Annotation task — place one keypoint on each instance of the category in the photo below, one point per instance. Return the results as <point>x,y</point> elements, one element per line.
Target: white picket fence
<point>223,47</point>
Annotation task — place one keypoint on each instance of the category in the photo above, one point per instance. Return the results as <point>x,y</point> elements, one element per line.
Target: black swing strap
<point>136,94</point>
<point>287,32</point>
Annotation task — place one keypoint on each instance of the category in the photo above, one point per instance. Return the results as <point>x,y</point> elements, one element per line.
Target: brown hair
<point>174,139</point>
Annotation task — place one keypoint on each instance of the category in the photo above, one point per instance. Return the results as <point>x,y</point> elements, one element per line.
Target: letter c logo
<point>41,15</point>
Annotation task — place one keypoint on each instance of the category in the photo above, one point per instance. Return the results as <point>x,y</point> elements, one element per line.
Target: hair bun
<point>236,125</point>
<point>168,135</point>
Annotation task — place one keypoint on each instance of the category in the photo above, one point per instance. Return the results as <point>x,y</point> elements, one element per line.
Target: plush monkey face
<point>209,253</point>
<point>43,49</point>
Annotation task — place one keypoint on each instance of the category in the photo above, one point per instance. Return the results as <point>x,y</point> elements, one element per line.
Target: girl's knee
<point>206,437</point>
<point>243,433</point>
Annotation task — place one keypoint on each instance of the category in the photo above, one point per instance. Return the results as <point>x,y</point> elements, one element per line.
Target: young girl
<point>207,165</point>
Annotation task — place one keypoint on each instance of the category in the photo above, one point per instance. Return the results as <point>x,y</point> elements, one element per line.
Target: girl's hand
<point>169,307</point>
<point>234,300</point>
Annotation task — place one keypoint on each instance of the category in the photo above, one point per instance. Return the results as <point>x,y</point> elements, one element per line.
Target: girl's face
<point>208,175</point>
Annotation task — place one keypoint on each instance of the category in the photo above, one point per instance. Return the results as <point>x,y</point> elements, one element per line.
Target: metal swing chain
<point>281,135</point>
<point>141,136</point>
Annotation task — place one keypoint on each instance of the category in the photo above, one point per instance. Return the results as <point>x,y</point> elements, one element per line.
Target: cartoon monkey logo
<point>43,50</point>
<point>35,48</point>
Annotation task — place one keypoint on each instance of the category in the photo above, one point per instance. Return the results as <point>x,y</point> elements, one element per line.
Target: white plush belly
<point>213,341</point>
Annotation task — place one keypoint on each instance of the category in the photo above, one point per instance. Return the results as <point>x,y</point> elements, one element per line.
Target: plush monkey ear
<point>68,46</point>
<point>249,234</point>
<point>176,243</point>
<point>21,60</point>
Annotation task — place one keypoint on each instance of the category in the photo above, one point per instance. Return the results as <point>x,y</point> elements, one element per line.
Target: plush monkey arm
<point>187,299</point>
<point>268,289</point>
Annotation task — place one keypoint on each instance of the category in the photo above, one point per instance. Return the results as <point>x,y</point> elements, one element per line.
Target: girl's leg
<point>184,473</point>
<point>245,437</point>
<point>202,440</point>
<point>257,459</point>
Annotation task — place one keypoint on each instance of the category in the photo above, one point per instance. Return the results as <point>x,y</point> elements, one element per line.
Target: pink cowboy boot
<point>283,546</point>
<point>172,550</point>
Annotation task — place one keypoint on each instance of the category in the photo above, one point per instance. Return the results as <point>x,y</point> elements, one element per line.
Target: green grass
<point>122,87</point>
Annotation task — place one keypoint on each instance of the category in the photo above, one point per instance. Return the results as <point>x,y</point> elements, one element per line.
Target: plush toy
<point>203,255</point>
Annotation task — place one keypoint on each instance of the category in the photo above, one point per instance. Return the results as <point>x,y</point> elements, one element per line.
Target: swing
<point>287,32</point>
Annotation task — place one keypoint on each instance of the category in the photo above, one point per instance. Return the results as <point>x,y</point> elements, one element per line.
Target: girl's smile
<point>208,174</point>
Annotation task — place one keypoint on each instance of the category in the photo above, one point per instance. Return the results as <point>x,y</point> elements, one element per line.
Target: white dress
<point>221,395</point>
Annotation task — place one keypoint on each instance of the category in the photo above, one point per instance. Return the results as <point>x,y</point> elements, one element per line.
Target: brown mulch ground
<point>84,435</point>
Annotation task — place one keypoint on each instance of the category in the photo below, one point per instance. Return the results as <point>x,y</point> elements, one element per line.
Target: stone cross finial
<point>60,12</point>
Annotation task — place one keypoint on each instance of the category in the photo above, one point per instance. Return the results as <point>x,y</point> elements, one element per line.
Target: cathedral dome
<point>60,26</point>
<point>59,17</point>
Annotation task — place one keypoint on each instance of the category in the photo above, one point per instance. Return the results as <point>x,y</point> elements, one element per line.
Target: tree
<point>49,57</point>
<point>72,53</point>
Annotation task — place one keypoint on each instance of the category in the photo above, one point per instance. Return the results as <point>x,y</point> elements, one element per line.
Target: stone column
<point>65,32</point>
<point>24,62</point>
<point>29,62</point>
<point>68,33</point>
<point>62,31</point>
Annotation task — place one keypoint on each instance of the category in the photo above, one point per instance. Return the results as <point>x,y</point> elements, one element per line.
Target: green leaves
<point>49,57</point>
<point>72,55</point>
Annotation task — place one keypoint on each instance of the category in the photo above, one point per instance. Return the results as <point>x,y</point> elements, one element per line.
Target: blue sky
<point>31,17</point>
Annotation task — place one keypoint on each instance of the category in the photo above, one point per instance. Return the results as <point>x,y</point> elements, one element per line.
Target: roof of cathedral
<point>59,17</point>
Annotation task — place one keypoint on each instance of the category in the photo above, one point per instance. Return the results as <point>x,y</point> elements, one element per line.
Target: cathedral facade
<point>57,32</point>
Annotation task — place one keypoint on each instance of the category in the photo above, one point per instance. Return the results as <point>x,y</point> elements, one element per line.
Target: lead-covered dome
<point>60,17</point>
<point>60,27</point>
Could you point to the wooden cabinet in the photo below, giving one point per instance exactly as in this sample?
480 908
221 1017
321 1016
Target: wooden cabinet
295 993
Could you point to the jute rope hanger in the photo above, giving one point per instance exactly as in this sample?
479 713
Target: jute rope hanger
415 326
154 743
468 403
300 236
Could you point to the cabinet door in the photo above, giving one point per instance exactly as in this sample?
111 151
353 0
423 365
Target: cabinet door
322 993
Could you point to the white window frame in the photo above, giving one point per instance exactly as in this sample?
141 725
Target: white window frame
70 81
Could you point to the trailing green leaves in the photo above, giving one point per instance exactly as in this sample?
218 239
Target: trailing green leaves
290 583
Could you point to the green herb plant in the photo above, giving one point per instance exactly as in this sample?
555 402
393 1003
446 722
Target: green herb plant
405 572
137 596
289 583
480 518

▶ _What you should do_
Retype the data in full, exactly.

▶ _Response_
Annotation task — place one keypoint on each instance of the category in the photo below, one point per instance. Return the results as <point>x,y</point> elements, one element per line.
Target: white picket fence
<point>223,47</point>
Annotation task — place one keypoint on each instance of the category in the photo above, one point per instance. Return the results as <point>x,y</point> elements, one element per line.
Target: black swing strap
<point>136,94</point>
<point>287,32</point>
Annotation task — place one keypoint on each instance of the category in the photo above, one point per instance. Return the results as <point>x,y</point> elements, one element per line.
Target: brown hair
<point>174,139</point>
Annotation task — place one keypoint on each instance of the category in the photo above, one point per instance. Return the results as <point>x,y</point> elements, one element per line.
Target: letter c logo
<point>41,15</point>
Annotation task — place one keypoint on each instance of the category in the photo above, one point per instance. Return the results as <point>x,y</point> elements, one element per line.
Target: hair bun
<point>236,125</point>
<point>168,135</point>
Annotation task — place one keypoint on each instance of the category in the photo above, one point per instance. Return the results as <point>x,y</point> elements, one element per line.
Target: plush monkey face
<point>209,253</point>
<point>43,49</point>
Annotation task — place one keypoint on each instance of the category in the photo above, one point per instance. Return the results as <point>x,y</point> elements, one element per line.
Target: girl's knee
<point>206,437</point>
<point>243,433</point>
Annotation task — place one keypoint on each instance of the category in the photo above, one point per instance. Return the results as <point>x,y</point> elements, one element per line.
Target: young girl
<point>207,165</point>
Annotation task — place one keypoint on each instance of the category in the photo above, one point per instance. Return the results as <point>x,y</point> elements, one element per line.
Target: girl's hand
<point>169,307</point>
<point>234,300</point>
Annotation task — place one keypoint on each instance of the category in the photo above, one point per instance. Return the results as <point>x,y</point> elements, one element per line.
Target: girl's face
<point>208,175</point>
Annotation task — place one keypoint on each instance of the category in the photo above, one point per instance. Return the results as <point>x,y</point> elements, one element per line.
Target: metal swing chain
<point>281,135</point>
<point>141,136</point>
Annotation task — place one keypoint on each instance of the category in the photo above, one point per instance. Return the results as <point>x,y</point> elements, one element per line.
Target: cartoon monkey logo
<point>43,50</point>
<point>35,48</point>
Annotation task — place one keypoint on each instance of the category in the photo above, one point per instance. Return the results as <point>x,y</point> elements, one element per line.
Target: white plush belly
<point>213,341</point>
Annotation task — place one keypoint on each instance of the category in the photo above, one point per instance. Return the results as <point>x,y</point> elements, one element per line.
Target: plush monkey ear
<point>68,46</point>
<point>249,234</point>
<point>176,243</point>
<point>21,60</point>
Annotation task — place one keypoint on each instance of the category in the photo above, one point per instance. Return the results as <point>x,y</point> elements, one element per line.
Target: plush monkey arm
<point>187,299</point>
<point>268,289</point>
Annotation task — place one keypoint on each instance of the category in the photo above, one point per instance. Return the results as <point>x,y</point> elements, one element per line.
Target: girl's leg
<point>184,473</point>
<point>245,437</point>
<point>202,440</point>
<point>257,459</point>
Annotation task — place one keypoint on each instance of the category in the photo above, one point per instance. Return the results as <point>x,y</point> elements, one element per line.
Target: pink cowboy boot
<point>283,546</point>
<point>172,550</point>
Annotation task — place one keypoint on each instance of the category in the photo above, one point per instance. Return the results as <point>x,y</point> elements, one element per line.
Target: green grass
<point>122,87</point>
Annotation task — place one keypoint on each instance of the category in the photo above, one point per instance. Return the results as <point>x,y</point> elements, one element per line.
Target: plush toy
<point>203,255</point>
Annotation task — place one keypoint on each instance of the category in the photo above, one point per instance. Return the results as <point>x,y</point> elements, one element per line.
Target: swing
<point>287,32</point>
Annotation task — place one keypoint on each instance of the category in the photo above, one point per instance. Return the results as <point>x,y</point> elements, one element per line.
Target: girl's smile
<point>208,174</point>
Annotation task — place one keypoint on each instance of the category in the photo above, one point per instance. Return the results as <point>x,y</point> elements, one element per line.
Target: white dress
<point>221,395</point>
Annotation task — place one keypoint on each instance of the category in the photo above, one point per instance. Return the results as <point>x,y</point> elements, one element per line.
Target: brown mulch ground
<point>84,435</point>
Annotation task — place one keypoint on each instance of the category in the photo below, one point per instance. Return the results as <point>x,y</point> elements, one element per line.
Target: stone cross finial
<point>60,12</point>
Annotation task — place one keypoint on each instance of the category in the photo above, one point per instance. Return the results as <point>x,y</point> elements, one element per line.
Target: cathedral dome
<point>60,26</point>
<point>59,17</point>
Annotation task — place one keypoint on each instance of the category in the photo above, one point per instance. Return the results as <point>x,y</point> elements, one element per line.
Target: tree
<point>49,57</point>
<point>72,53</point>
Annotation task — place one keypoint on each instance of the category in the photo above, one point per instance. Return the results as <point>x,y</point> elements, one element per line.
Target: stone column
<point>65,32</point>
<point>24,62</point>
<point>29,62</point>
<point>68,33</point>
<point>62,31</point>
Annotation task — place one keypoint on each instance of the category in the photo above, one point per instance. Return the results as <point>x,y</point> elements, one element per line.
Target: green leaves
<point>49,57</point>
<point>72,55</point>
Annotation task — place one keypoint on each instance of the category in the photo above, one point per instance. Return the results as <point>x,y</point> elements, one element per line.
Target: blue sky
<point>31,17</point>
Annotation task — place one keypoint on each instance of the category in the photo above, one point per instance. Return the results as <point>x,y</point> elements, one element per line.
Target: roof of cathedral
<point>59,17</point>
Annotation task — place one keypoint on each instance of the category in the photo above, one point per instance. Return the results as <point>x,y</point> elements, one element per line.
Target: cathedral facade
<point>57,32</point>
Annotation task — place one keypoint on each instance of the category in the photo above, one point per instance. Return the results as <point>x,y</point> elements, one element per line.
Target: lead-covered dome
<point>60,17</point>
<point>60,27</point>
Could you point to the wooden cabinet in the photo below, giving one point per instance exactly as in this sample?
480 908
221 1017
321 1016
Target: wooden cabinet
295 993
Could you point to the jute rope hanger in the photo above, giving one point per instance exactly as in this sample?
479 713
Target: jute rope hanger
415 326
154 743
468 403
300 236
Could you point to the cabinet door in the photo above, giving one point per instance exactly as in this sample?
111 151
353 0
423 365
Target: cabinet door
322 993
Could you point to the white window frame in the photo above, giving one point per instance exactly as in this sample?
141 725
Target: white window frame
70 81
Could you point to the trailing green leaves in the photo above, giving one point per instance exactly as in this sample?
218 239
Target: trailing green leaves
290 583
Could you point to the green herb plant in the photo above, giving one point per instance exactly as in this sample?
555 402
393 1003
446 722
Target: green herb plant
405 572
137 596
289 583
480 518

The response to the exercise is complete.